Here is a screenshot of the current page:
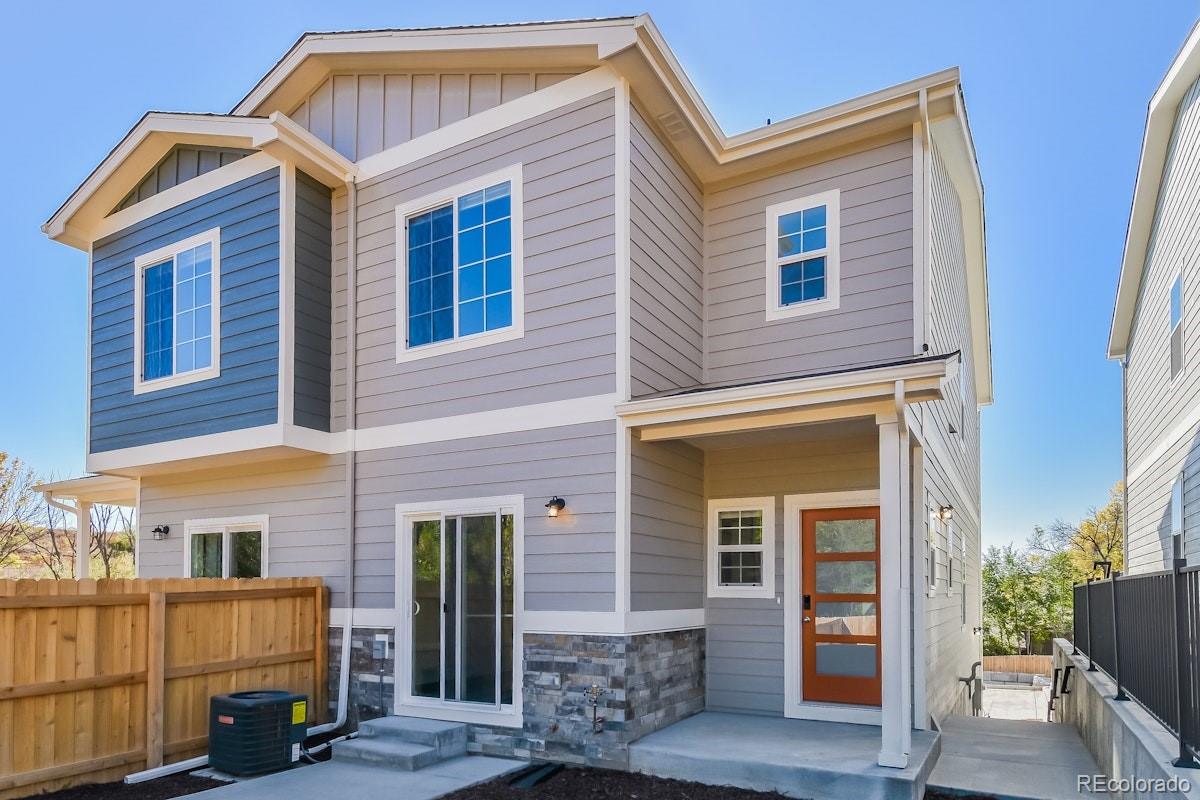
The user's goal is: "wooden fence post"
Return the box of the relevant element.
[146,591,167,769]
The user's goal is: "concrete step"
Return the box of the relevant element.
[334,738,444,772]
[359,716,467,760]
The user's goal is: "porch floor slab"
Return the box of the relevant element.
[629,711,938,800]
[929,716,1099,800]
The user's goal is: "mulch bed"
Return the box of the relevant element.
[21,772,226,800]
[442,768,787,800]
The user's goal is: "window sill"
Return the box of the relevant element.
[396,325,524,363]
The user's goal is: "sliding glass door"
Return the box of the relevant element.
[408,512,515,708]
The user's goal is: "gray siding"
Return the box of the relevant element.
[630,437,704,612]
[138,456,346,599]
[289,70,577,161]
[706,428,880,715]
[334,92,616,427]
[293,172,334,431]
[90,169,280,452]
[629,107,704,397]
[354,422,617,612]
[704,136,913,384]
[113,145,253,212]
[1127,82,1200,572]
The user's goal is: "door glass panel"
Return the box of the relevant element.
[816,642,876,678]
[816,519,875,553]
[460,515,497,703]
[816,602,878,636]
[814,561,875,595]
[412,519,442,697]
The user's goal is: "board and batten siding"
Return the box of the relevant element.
[1126,76,1200,572]
[354,422,617,612]
[334,91,616,428]
[293,170,334,431]
[138,455,346,608]
[289,70,578,161]
[89,168,280,452]
[704,429,880,716]
[704,136,913,385]
[630,437,706,612]
[629,106,704,398]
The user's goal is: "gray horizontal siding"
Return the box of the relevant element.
[354,422,617,612]
[334,92,616,427]
[293,172,334,431]
[629,107,704,397]
[706,428,880,715]
[90,169,280,452]
[290,70,577,161]
[630,437,704,612]
[704,136,913,384]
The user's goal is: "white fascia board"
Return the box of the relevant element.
[1108,23,1200,359]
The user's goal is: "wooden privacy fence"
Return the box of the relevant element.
[0,578,328,800]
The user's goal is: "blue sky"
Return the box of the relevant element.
[0,0,1200,543]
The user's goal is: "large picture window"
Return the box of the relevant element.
[396,167,522,361]
[133,229,221,393]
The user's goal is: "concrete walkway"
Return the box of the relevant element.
[188,756,528,800]
[929,714,1099,800]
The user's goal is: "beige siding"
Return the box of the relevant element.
[354,422,617,610]
[706,435,880,715]
[630,437,704,612]
[289,70,577,161]
[138,456,346,599]
[1127,76,1200,572]
[334,92,616,427]
[704,137,913,384]
[629,107,704,397]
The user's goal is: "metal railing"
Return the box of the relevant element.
[1074,546,1200,768]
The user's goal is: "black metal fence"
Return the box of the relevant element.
[1074,561,1200,766]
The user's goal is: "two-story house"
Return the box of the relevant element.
[44,16,991,786]
[1108,21,1200,572]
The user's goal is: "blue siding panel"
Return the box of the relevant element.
[90,169,280,452]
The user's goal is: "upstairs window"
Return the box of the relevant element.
[766,190,841,320]
[396,167,522,361]
[133,229,221,395]
[1170,272,1183,380]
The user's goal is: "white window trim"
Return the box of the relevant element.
[392,494,524,728]
[708,497,775,597]
[766,190,841,321]
[396,163,524,363]
[184,513,271,578]
[133,228,221,395]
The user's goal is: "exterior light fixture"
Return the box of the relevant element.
[546,494,566,517]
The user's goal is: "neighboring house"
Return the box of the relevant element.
[44,17,991,766]
[1109,21,1200,572]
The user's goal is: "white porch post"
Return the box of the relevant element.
[76,500,91,579]
[876,407,912,769]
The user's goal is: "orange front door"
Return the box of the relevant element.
[800,507,882,705]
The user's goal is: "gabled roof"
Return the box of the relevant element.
[1109,23,1200,359]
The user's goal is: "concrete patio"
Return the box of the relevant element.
[629,711,938,800]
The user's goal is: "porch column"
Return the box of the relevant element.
[76,500,91,579]
[876,412,912,769]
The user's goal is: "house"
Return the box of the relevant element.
[1108,21,1200,572]
[44,16,992,782]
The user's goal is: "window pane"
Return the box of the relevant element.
[191,531,222,578]
[229,530,263,578]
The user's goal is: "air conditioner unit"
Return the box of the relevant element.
[209,691,308,775]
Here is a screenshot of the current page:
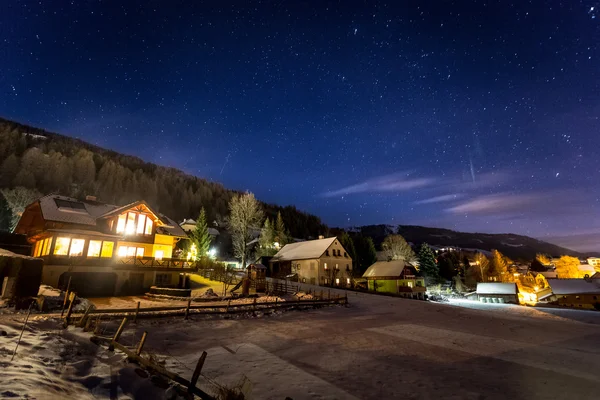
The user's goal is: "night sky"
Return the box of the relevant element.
[0,0,600,248]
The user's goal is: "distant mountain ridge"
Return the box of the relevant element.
[0,118,328,238]
[354,225,593,261]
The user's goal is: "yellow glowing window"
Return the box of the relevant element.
[127,247,136,257]
[88,240,102,257]
[101,242,115,257]
[42,239,48,256]
[146,218,152,235]
[117,214,127,233]
[42,237,52,256]
[117,246,127,257]
[69,239,85,257]
[125,213,135,235]
[33,240,43,257]
[54,238,71,256]
[135,214,146,235]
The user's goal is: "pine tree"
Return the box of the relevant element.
[418,243,440,286]
[275,212,290,247]
[259,218,277,256]
[190,207,212,258]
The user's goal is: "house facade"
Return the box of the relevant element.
[269,237,352,287]
[15,195,194,297]
[363,260,426,300]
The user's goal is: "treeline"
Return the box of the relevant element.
[0,118,327,238]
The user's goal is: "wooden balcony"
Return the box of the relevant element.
[40,255,196,269]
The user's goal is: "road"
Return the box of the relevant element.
[118,293,600,400]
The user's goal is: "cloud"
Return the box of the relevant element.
[323,173,435,197]
[415,193,464,204]
[446,193,541,215]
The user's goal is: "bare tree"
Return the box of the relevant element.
[381,235,417,262]
[229,192,263,268]
[0,186,42,231]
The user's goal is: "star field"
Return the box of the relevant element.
[0,0,600,250]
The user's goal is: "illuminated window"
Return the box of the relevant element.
[69,239,85,257]
[88,240,102,257]
[54,238,71,256]
[135,214,146,235]
[42,237,52,256]
[101,242,115,257]
[117,246,127,257]
[146,218,152,235]
[125,213,135,235]
[117,214,127,233]
[154,274,171,286]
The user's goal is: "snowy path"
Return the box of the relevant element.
[0,292,600,400]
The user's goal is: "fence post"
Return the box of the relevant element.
[60,276,71,318]
[184,298,192,319]
[108,317,127,351]
[188,351,206,393]
[133,301,140,324]
[64,293,75,328]
[135,331,148,356]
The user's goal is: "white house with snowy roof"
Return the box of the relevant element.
[269,236,352,287]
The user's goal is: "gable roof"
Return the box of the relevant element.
[477,282,518,294]
[271,236,337,261]
[548,279,600,295]
[39,195,118,226]
[363,260,414,278]
[28,195,187,237]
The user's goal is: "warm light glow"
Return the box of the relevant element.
[117,214,127,233]
[69,239,85,257]
[125,213,135,235]
[88,240,102,257]
[54,238,71,256]
[135,214,146,235]
[102,242,115,257]
[146,218,152,235]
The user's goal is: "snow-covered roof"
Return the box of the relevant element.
[548,279,600,295]
[477,282,518,294]
[23,195,186,237]
[363,260,413,278]
[271,236,337,261]
[578,264,596,274]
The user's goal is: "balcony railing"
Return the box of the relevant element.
[41,255,196,269]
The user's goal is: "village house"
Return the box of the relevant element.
[538,279,600,309]
[269,236,352,287]
[467,282,519,304]
[15,195,193,297]
[363,260,426,300]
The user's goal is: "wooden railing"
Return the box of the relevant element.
[41,255,196,269]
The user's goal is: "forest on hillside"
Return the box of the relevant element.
[0,118,327,238]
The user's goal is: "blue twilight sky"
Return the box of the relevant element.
[0,0,600,247]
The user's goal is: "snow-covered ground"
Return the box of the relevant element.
[0,292,600,400]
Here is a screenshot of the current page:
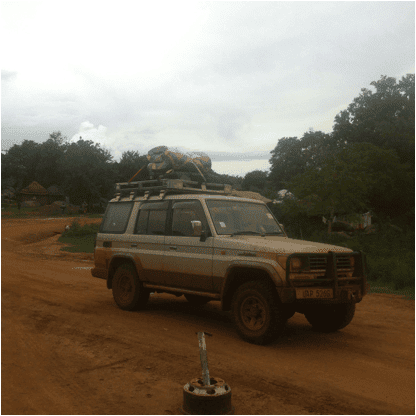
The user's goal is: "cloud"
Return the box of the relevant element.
[1,69,17,81]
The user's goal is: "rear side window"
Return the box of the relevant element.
[134,201,168,235]
[100,202,133,234]
[172,201,208,237]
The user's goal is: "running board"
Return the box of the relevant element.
[143,283,221,300]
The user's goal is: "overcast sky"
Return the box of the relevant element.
[1,1,415,176]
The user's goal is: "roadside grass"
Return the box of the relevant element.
[1,204,103,219]
[58,221,100,253]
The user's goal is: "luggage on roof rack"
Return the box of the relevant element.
[115,179,232,200]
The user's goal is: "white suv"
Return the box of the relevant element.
[92,179,366,344]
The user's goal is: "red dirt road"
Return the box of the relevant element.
[1,219,415,415]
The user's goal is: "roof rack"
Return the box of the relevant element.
[115,179,232,201]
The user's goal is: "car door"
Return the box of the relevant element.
[163,199,213,292]
[130,201,169,284]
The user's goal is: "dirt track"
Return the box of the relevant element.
[1,219,415,415]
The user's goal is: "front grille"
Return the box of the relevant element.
[309,254,352,272]
[309,256,326,271]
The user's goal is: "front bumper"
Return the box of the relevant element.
[276,285,365,305]
[276,251,367,304]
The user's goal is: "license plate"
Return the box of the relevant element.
[296,289,334,299]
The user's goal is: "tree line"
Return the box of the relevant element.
[1,74,415,231]
[243,74,415,231]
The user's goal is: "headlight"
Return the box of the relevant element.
[277,256,287,270]
[290,257,302,272]
[290,257,308,272]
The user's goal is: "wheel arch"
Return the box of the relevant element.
[107,254,139,289]
[221,265,279,311]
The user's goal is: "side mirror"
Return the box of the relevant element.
[191,221,202,237]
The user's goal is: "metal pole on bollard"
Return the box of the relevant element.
[197,332,212,386]
[181,332,234,415]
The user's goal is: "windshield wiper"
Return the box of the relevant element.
[231,231,264,237]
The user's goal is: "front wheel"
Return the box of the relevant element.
[305,303,355,332]
[112,263,150,311]
[231,281,286,345]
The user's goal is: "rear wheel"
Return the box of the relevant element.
[305,303,355,332]
[185,293,211,306]
[231,281,286,345]
[112,263,150,311]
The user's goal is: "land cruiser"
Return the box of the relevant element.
[92,179,366,344]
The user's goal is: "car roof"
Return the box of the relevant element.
[110,194,265,205]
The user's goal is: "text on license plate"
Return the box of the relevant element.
[296,289,334,299]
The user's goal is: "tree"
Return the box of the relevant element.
[285,143,408,232]
[60,139,115,207]
[269,137,304,189]
[242,170,268,192]
[269,129,341,190]
[1,140,40,189]
[116,150,148,182]
[333,74,415,167]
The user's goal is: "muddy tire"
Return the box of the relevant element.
[112,263,150,311]
[185,294,211,306]
[305,303,355,332]
[231,281,286,345]
[283,307,296,321]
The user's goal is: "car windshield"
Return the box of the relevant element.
[206,199,285,235]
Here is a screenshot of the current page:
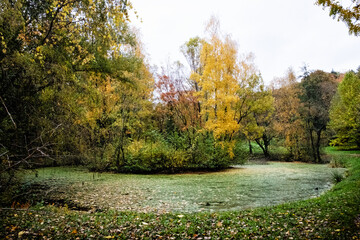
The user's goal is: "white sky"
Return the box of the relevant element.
[132,0,360,83]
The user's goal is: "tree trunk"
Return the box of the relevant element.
[249,140,253,155]
[315,129,322,163]
[309,129,316,162]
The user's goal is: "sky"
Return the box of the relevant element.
[131,0,360,84]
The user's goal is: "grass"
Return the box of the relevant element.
[8,162,334,213]
[0,149,360,239]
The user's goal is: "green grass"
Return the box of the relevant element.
[0,149,360,239]
[11,162,338,213]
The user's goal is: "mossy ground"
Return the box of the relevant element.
[0,149,360,239]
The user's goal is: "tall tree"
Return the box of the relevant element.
[316,0,360,36]
[0,0,136,187]
[191,18,239,156]
[300,70,337,162]
[272,69,305,160]
[330,72,360,148]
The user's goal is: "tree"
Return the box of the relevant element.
[330,72,360,147]
[316,0,360,36]
[300,70,337,162]
[191,18,239,156]
[0,0,136,191]
[272,69,305,160]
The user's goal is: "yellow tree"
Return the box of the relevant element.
[272,69,305,160]
[191,17,239,155]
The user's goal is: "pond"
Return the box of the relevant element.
[26,162,342,213]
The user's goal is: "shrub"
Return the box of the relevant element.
[331,170,344,184]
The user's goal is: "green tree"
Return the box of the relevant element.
[300,70,337,162]
[0,0,141,192]
[316,0,360,36]
[330,72,360,147]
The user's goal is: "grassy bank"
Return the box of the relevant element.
[0,149,360,239]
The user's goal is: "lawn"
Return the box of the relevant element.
[0,149,360,239]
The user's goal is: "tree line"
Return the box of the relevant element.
[0,0,360,194]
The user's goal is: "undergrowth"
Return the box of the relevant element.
[0,149,360,239]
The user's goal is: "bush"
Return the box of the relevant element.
[122,141,188,173]
[331,170,344,184]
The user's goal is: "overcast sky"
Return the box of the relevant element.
[132,0,360,83]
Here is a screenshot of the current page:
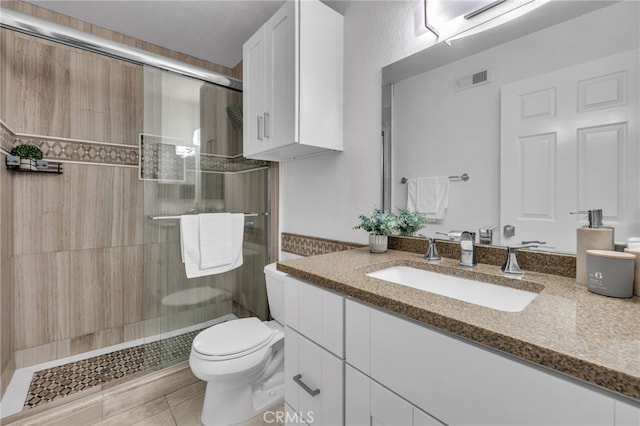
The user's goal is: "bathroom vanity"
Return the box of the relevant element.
[278,248,640,426]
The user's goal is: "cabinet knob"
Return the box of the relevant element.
[258,115,264,141]
[264,112,271,138]
[293,374,320,396]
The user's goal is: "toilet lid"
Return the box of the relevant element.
[193,317,273,356]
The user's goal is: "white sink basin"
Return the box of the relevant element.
[367,266,538,312]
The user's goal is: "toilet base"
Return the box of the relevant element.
[200,371,284,426]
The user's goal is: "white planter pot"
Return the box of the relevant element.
[369,234,389,253]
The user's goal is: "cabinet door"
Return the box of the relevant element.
[344,299,371,374]
[371,309,614,426]
[242,26,266,157]
[285,276,344,358]
[264,1,296,150]
[371,382,413,426]
[344,364,443,426]
[285,327,344,425]
[344,364,371,426]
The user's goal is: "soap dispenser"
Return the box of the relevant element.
[571,209,614,285]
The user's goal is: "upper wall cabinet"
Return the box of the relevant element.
[242,0,343,161]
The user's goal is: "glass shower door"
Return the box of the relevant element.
[138,67,269,369]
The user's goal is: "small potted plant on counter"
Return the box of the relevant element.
[396,209,429,237]
[11,144,43,170]
[353,208,398,253]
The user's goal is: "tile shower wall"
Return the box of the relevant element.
[0,1,242,372]
[0,150,15,397]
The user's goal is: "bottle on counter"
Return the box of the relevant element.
[571,209,614,285]
[624,237,640,296]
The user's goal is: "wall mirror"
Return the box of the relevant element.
[382,0,640,253]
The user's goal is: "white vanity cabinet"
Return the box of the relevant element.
[285,276,344,425]
[345,299,638,426]
[243,0,343,161]
[345,364,444,426]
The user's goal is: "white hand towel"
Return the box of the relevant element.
[198,213,233,269]
[180,213,244,278]
[407,176,449,219]
[180,215,200,266]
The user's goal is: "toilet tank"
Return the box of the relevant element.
[264,263,287,325]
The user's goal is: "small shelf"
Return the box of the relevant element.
[4,157,63,175]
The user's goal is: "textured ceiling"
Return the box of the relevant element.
[24,0,284,68]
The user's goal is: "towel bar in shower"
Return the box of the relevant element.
[400,173,470,183]
[147,212,269,220]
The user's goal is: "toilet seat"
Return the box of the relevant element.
[193,317,276,361]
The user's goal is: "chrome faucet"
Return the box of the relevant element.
[424,238,442,260]
[459,231,478,266]
[500,244,538,275]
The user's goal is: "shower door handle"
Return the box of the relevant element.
[258,115,264,141]
[293,374,320,396]
[264,112,271,138]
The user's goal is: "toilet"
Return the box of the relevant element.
[189,263,286,426]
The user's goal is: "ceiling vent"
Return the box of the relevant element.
[454,70,491,92]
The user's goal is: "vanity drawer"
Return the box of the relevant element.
[284,327,344,426]
[370,309,614,425]
[285,276,344,358]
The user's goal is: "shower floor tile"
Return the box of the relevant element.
[24,329,201,409]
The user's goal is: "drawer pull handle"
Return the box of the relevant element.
[293,374,320,396]
[257,115,264,141]
[264,112,271,138]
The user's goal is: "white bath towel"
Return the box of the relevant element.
[407,176,449,220]
[198,213,233,269]
[180,213,244,278]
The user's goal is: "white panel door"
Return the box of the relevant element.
[284,327,344,426]
[264,1,297,150]
[242,27,266,156]
[500,50,640,253]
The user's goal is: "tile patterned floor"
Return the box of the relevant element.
[24,330,200,409]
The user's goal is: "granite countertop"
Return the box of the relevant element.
[278,248,640,401]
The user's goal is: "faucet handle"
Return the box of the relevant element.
[507,241,544,253]
[424,238,442,260]
[500,244,538,275]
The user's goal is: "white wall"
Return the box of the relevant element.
[392,2,639,240]
[280,0,433,243]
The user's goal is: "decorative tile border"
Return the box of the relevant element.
[24,330,201,408]
[389,235,576,278]
[280,232,576,278]
[139,134,185,182]
[280,232,365,256]
[200,154,269,173]
[0,120,13,153]
[14,135,138,166]
[0,120,139,166]
[0,120,269,173]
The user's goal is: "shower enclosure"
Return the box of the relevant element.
[139,67,270,366]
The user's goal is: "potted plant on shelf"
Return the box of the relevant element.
[353,208,398,253]
[396,209,429,237]
[11,144,43,170]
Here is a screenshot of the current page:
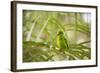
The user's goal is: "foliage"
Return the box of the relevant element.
[23,10,91,62]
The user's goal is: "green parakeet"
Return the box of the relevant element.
[57,30,69,50]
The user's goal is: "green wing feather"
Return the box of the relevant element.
[57,31,69,49]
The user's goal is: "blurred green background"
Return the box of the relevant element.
[23,10,91,62]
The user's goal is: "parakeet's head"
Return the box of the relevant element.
[57,30,64,35]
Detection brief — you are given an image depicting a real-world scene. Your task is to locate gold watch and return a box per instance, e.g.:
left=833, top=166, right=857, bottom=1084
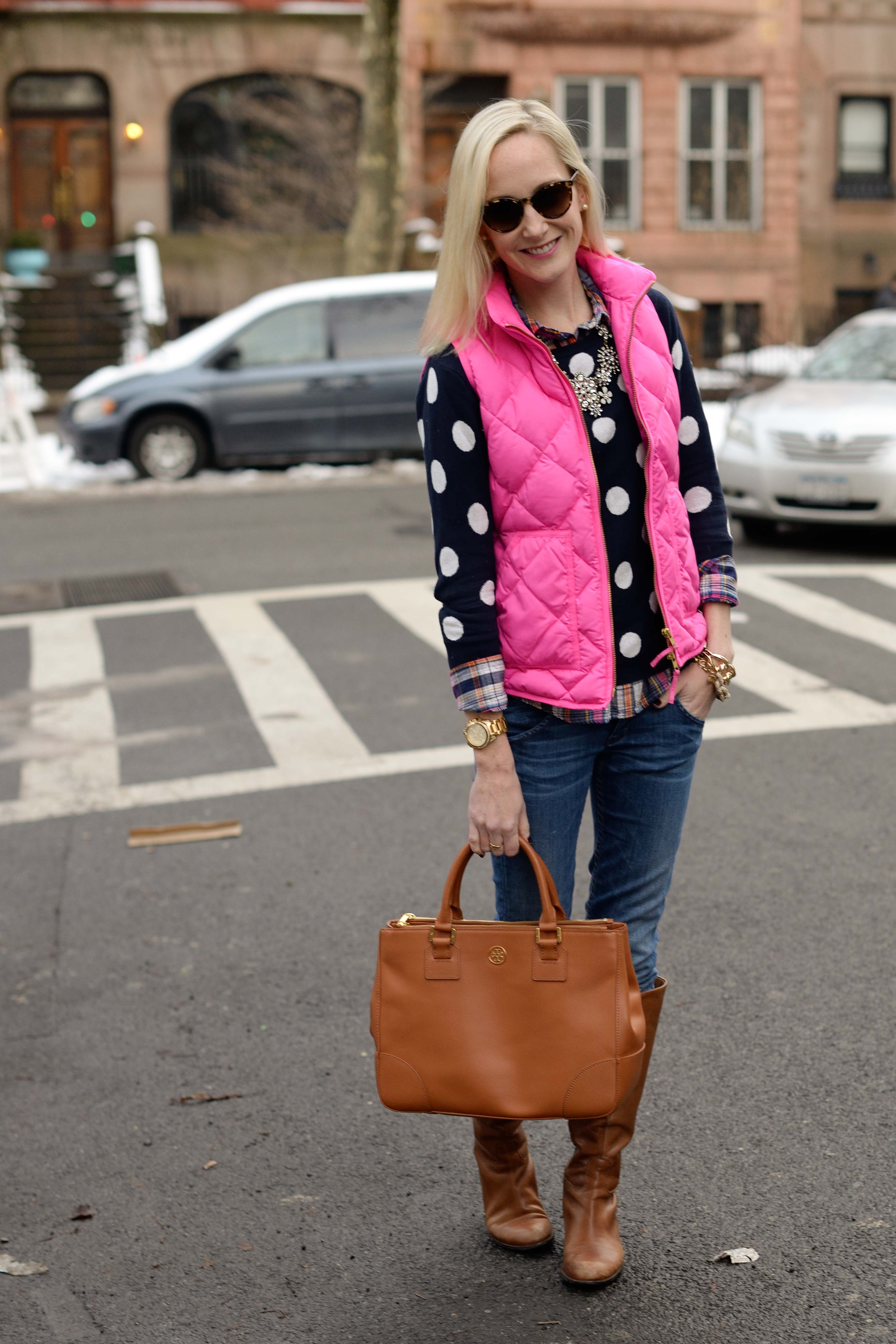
left=463, top=714, right=507, bottom=751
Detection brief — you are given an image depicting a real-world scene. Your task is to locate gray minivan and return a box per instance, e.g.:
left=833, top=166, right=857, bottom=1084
left=59, top=270, right=435, bottom=481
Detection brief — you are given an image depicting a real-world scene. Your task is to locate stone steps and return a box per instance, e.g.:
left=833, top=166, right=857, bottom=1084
left=8, top=270, right=126, bottom=393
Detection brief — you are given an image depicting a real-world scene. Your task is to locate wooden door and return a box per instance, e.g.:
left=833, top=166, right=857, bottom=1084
left=11, top=117, right=112, bottom=253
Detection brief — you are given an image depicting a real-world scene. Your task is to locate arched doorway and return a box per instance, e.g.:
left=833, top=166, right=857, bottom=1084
left=171, top=74, right=360, bottom=234
left=7, top=71, right=112, bottom=259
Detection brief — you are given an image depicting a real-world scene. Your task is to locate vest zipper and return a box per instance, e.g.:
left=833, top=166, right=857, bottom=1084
left=505, top=324, right=618, bottom=708
left=626, top=286, right=680, bottom=683
left=551, top=352, right=617, bottom=704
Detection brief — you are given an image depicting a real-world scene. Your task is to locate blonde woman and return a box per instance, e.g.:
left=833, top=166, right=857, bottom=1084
left=418, top=99, right=738, bottom=1288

* **YOUR INSTRUCTIONS**
Please give the records again from the start through the line containing "[442,768,787,800]", with "mulch bed" renamed to "garden bed" and everything else unchanged. Leave the pictures out.

* **SOLUTION**
Here is a screenshot of the current page:
The user's goal is: "wooden fence post"
Return the box of the relevant element.
[146,591,167,769]
The user's goal is: "concrete step"
Return the box of the relevant element.
[334,738,444,772]
[359,716,467,760]
The user's goal is: "porch floor slab"
Return the box of the relevant element.
[629,711,938,800]
[929,716,1099,800]
The user's goal is: "garden bed"
Return the box of the relevant element.
[21,772,226,800]
[442,768,787,800]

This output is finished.